[Natural language region descriptions]
■ ■ ■
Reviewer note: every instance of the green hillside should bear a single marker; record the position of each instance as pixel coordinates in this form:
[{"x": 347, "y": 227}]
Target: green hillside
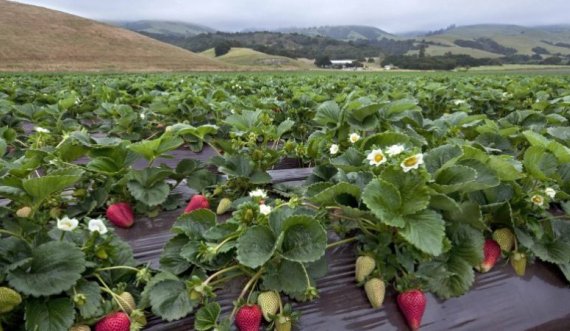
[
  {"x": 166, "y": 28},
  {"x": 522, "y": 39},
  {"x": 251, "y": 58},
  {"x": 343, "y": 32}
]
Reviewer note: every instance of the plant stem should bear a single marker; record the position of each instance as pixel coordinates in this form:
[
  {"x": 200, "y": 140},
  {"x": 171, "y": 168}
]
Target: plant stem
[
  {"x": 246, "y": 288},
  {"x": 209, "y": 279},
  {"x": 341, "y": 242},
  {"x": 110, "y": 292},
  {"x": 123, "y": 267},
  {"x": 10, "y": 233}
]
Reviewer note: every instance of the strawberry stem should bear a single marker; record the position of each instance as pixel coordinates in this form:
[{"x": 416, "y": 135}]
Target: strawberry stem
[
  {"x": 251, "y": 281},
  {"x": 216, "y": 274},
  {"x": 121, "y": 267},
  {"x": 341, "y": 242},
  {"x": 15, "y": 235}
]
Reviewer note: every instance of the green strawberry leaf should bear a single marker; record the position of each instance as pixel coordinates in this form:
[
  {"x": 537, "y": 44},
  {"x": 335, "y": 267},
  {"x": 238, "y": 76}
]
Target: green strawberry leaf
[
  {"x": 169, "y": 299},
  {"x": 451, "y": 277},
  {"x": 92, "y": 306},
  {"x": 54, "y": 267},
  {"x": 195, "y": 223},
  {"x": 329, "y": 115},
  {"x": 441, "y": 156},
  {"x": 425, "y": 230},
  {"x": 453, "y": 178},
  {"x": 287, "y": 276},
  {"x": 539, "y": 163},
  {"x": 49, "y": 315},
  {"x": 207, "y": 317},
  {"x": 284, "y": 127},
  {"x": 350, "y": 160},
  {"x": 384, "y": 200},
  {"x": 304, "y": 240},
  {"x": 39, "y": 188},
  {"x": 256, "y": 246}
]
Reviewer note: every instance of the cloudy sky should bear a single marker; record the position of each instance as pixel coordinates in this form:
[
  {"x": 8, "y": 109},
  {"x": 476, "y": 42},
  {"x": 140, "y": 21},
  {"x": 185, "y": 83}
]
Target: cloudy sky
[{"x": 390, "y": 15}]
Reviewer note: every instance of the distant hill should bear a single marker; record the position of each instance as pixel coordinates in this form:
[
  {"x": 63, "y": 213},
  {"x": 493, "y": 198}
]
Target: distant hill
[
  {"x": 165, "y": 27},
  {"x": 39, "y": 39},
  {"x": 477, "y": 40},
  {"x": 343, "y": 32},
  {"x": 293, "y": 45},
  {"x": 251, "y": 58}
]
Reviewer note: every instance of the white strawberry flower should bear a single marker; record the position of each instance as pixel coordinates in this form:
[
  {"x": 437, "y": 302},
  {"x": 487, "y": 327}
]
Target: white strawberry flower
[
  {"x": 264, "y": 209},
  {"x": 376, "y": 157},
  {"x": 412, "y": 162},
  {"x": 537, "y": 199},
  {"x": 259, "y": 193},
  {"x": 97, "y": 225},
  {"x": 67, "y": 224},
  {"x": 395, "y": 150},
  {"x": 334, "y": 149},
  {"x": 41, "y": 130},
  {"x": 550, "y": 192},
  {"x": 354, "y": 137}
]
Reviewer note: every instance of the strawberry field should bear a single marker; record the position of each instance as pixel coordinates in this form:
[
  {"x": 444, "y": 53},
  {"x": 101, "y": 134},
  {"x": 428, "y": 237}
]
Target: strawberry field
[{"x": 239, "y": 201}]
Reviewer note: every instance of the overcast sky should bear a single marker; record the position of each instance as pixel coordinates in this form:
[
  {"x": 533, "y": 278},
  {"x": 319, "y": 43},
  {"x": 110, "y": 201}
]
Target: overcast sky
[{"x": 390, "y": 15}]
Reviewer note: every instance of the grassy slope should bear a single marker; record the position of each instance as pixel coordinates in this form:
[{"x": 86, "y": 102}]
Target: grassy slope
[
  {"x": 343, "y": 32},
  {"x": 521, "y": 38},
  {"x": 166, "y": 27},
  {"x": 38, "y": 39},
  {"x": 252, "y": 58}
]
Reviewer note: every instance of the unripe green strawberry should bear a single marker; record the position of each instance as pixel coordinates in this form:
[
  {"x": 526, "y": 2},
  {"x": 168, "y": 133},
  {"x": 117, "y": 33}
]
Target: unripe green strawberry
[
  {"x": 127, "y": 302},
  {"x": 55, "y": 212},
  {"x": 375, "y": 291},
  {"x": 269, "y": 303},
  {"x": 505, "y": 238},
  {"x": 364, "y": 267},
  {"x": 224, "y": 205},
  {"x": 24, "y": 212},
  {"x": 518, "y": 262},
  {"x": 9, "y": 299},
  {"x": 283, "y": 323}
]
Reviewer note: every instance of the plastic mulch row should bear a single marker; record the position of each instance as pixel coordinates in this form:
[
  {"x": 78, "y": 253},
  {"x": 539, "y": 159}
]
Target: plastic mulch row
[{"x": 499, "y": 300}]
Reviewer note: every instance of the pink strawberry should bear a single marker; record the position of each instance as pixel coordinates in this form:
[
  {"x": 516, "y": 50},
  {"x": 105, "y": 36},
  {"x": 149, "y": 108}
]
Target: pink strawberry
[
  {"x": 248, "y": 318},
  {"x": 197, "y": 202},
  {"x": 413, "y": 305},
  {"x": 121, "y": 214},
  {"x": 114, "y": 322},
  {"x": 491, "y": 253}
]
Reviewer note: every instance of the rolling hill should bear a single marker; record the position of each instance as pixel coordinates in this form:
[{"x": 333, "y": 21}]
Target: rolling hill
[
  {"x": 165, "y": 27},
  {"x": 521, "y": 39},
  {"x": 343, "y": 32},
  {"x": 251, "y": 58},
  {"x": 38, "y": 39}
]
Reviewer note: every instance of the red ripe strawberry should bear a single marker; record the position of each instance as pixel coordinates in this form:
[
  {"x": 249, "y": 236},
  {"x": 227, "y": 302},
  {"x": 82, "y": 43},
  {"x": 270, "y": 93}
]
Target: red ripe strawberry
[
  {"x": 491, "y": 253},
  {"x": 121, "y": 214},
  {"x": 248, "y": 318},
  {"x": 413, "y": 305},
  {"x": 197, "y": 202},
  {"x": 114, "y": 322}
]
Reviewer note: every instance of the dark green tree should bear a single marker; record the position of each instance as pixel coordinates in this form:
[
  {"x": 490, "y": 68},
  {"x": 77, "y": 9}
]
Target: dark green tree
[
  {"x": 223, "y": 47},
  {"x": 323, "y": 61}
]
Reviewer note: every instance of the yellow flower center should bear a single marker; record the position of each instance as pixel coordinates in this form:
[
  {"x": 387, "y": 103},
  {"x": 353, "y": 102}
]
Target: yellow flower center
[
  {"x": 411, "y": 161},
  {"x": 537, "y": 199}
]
■ ■ ■
*Activity*
Every entry above is to be repeated word for word, with all pictures omitted.

*Result for this exercise*
Reviewer note: every instance of the green hillside should bear a single marker; record the position of each instance as pixel coordinates in this form:
[{"x": 347, "y": 227}]
Target: green hillside
[
  {"x": 166, "y": 28},
  {"x": 522, "y": 39},
  {"x": 251, "y": 58},
  {"x": 343, "y": 32}
]
Reviewer note: every instance of the plant stem should bear a single marker; record the position of each instance as pixel coordinates in this form:
[
  {"x": 200, "y": 140},
  {"x": 171, "y": 168}
]
Target: plant stem
[
  {"x": 246, "y": 288},
  {"x": 209, "y": 279},
  {"x": 341, "y": 242},
  {"x": 110, "y": 292},
  {"x": 123, "y": 267},
  {"x": 10, "y": 233}
]
Reviewer note: every instance of the strawberry stem should bear a single marker; record the position of each instance as pixel coordinates in this form:
[{"x": 416, "y": 135}]
Target: strawberry stem
[
  {"x": 251, "y": 281},
  {"x": 216, "y": 274},
  {"x": 121, "y": 267},
  {"x": 341, "y": 242},
  {"x": 15, "y": 235}
]
Reviewer note: every instance of the green strawberry leaf should bear a single marker; record the position of each instance as pixel coordinates in this form:
[
  {"x": 537, "y": 44},
  {"x": 335, "y": 267},
  {"x": 238, "y": 76}
]
Target: green strawberry leaf
[
  {"x": 169, "y": 299},
  {"x": 451, "y": 277},
  {"x": 92, "y": 306},
  {"x": 54, "y": 267},
  {"x": 195, "y": 223},
  {"x": 329, "y": 115},
  {"x": 441, "y": 156},
  {"x": 425, "y": 230},
  {"x": 453, "y": 178},
  {"x": 287, "y": 276},
  {"x": 539, "y": 163},
  {"x": 49, "y": 315},
  {"x": 207, "y": 317},
  {"x": 284, "y": 127},
  {"x": 350, "y": 160},
  {"x": 384, "y": 200},
  {"x": 304, "y": 240},
  {"x": 39, "y": 188},
  {"x": 256, "y": 246}
]
Reviewer note: every instance of the cloudy sky should bear a single marker; record the position of each instance as pixel coordinates in this form:
[
  {"x": 8, "y": 109},
  {"x": 476, "y": 42},
  {"x": 140, "y": 21},
  {"x": 185, "y": 83}
]
Target: cloudy sky
[{"x": 390, "y": 15}]
Reviewer note: every instance of the distant hill should bear a single marker; record the position of each instance as pixel coordinates in this form:
[
  {"x": 63, "y": 213},
  {"x": 493, "y": 198}
]
Target: distant hill
[
  {"x": 165, "y": 27},
  {"x": 39, "y": 39},
  {"x": 477, "y": 40},
  {"x": 343, "y": 32},
  {"x": 293, "y": 45},
  {"x": 251, "y": 58}
]
Reviewer note: every instance of the white strawberry flower should bear a single marker; record the position of each instance as pixel coordinates in this form:
[
  {"x": 437, "y": 302},
  {"x": 487, "y": 327}
]
Target: white strawberry flower
[
  {"x": 264, "y": 209},
  {"x": 376, "y": 157},
  {"x": 412, "y": 162},
  {"x": 537, "y": 199},
  {"x": 259, "y": 193},
  {"x": 97, "y": 225},
  {"x": 67, "y": 224},
  {"x": 395, "y": 150},
  {"x": 334, "y": 149},
  {"x": 41, "y": 130},
  {"x": 550, "y": 192},
  {"x": 354, "y": 137}
]
Reviewer note: every instance of the strawberry field should bear a single marker; record the position of each instance as pixel coordinates in this form:
[
  {"x": 444, "y": 53},
  {"x": 101, "y": 134},
  {"x": 428, "y": 237}
]
Target: strawberry field
[{"x": 239, "y": 201}]
Reviewer note: every instance of the overcast sky should bear a single marker; record the position of each instance as pixel coordinates in this form:
[
  {"x": 533, "y": 278},
  {"x": 319, "y": 43},
  {"x": 110, "y": 201}
]
Target: overcast sky
[{"x": 390, "y": 15}]
Reviewer note: every instance of the grassy slope should bear a single marker; record the position of each instance as pixel coordinates in this form:
[{"x": 86, "y": 102}]
Target: grassy slope
[
  {"x": 343, "y": 32},
  {"x": 521, "y": 38},
  {"x": 166, "y": 27},
  {"x": 38, "y": 39},
  {"x": 252, "y": 58}
]
Reviewer note: every instance of the unripe green strawberry should bear a single marker; record the position of each instance as pixel coordinates in this form:
[
  {"x": 526, "y": 2},
  {"x": 168, "y": 133},
  {"x": 117, "y": 33}
]
Target: unripe green strawberry
[
  {"x": 127, "y": 302},
  {"x": 55, "y": 212},
  {"x": 375, "y": 291},
  {"x": 269, "y": 303},
  {"x": 505, "y": 238},
  {"x": 364, "y": 267},
  {"x": 224, "y": 205},
  {"x": 24, "y": 212},
  {"x": 518, "y": 262},
  {"x": 9, "y": 299},
  {"x": 283, "y": 323}
]
Reviewer note: every instance of the plastic mulch row should bear a single marker; record the position of each instance as pixel coordinates in this form:
[
  {"x": 78, "y": 253},
  {"x": 539, "y": 159}
]
Target: plastic mulch row
[{"x": 499, "y": 300}]
Reviewer note: every instance of the pink strawberry should bear a single marker; record the position of each instance as pixel coordinates in this form:
[
  {"x": 516, "y": 50},
  {"x": 105, "y": 36},
  {"x": 149, "y": 108}
]
Target: pink strawberry
[
  {"x": 248, "y": 318},
  {"x": 197, "y": 202},
  {"x": 413, "y": 305},
  {"x": 121, "y": 214},
  {"x": 114, "y": 322},
  {"x": 491, "y": 253}
]
Reviewer note: every instance of the rolling hill should bear a single marker; record the position of each instance as pixel coordinates in this form:
[{"x": 333, "y": 21}]
Target: rolling hill
[
  {"x": 165, "y": 27},
  {"x": 521, "y": 39},
  {"x": 343, "y": 32},
  {"x": 251, "y": 58},
  {"x": 38, "y": 39}
]
Reviewer note: every instance of the red ripe strawberry should bear a single marker; record the position of each instance as pixel coordinates in this form:
[
  {"x": 249, "y": 236},
  {"x": 227, "y": 302},
  {"x": 82, "y": 43},
  {"x": 270, "y": 93}
]
Target: red ripe strawberry
[
  {"x": 491, "y": 253},
  {"x": 121, "y": 214},
  {"x": 248, "y": 318},
  {"x": 413, "y": 305},
  {"x": 197, "y": 202},
  {"x": 114, "y": 322}
]
Reviewer note: every instance of the dark green tree should bear a single marker; record the position of each instance as pixel coordinates in this form:
[
  {"x": 490, "y": 68},
  {"x": 77, "y": 9}
]
Target: dark green tree
[
  {"x": 223, "y": 47},
  {"x": 323, "y": 61}
]
Reviewer note: every instance of the yellow flower center should bear a single marker; record the position of each instance as pixel coordinates in this form:
[
  {"x": 387, "y": 103},
  {"x": 353, "y": 102}
]
Target: yellow flower center
[
  {"x": 411, "y": 161},
  {"x": 537, "y": 199}
]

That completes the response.